EXERCISE AIM: Print the entries below word for word, starting at the line that contains "(format x=516, y=209)" and ending with the last of the entries.

-- START --

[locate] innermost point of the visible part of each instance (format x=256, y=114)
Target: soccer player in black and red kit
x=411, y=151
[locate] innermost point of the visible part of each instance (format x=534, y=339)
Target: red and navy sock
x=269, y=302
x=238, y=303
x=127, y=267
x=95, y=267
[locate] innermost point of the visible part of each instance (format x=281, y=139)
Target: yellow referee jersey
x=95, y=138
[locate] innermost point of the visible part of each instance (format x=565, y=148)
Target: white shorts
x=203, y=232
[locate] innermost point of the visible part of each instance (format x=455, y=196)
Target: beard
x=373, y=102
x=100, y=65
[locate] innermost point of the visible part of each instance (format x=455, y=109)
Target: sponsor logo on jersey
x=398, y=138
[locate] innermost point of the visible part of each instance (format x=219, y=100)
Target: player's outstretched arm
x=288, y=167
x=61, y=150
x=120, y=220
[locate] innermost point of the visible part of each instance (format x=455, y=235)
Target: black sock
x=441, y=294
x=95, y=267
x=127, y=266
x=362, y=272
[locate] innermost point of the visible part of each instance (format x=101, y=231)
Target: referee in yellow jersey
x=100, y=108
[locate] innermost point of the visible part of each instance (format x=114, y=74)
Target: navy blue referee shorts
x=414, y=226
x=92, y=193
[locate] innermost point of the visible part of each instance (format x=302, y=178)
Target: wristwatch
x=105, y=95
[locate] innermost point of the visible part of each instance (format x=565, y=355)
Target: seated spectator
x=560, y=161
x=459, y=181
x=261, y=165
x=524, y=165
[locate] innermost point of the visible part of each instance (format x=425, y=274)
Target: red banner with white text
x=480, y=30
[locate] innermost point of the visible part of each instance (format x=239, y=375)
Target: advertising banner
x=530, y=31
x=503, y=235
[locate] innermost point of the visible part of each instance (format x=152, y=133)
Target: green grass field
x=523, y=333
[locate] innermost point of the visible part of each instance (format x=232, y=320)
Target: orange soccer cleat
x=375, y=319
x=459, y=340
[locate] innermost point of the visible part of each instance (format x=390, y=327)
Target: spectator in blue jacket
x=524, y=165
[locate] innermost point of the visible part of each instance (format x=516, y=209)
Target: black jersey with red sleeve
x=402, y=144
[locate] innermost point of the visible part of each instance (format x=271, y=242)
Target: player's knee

-- END --

ANSWER FOR THE TASK:
[locate] innermost point of the visible part of each instance (format x=516, y=209)
Target: black jersey with red sleeve
x=402, y=144
[locate] innermost point of the visible part of each instance (format x=271, y=242)
Target: player's knee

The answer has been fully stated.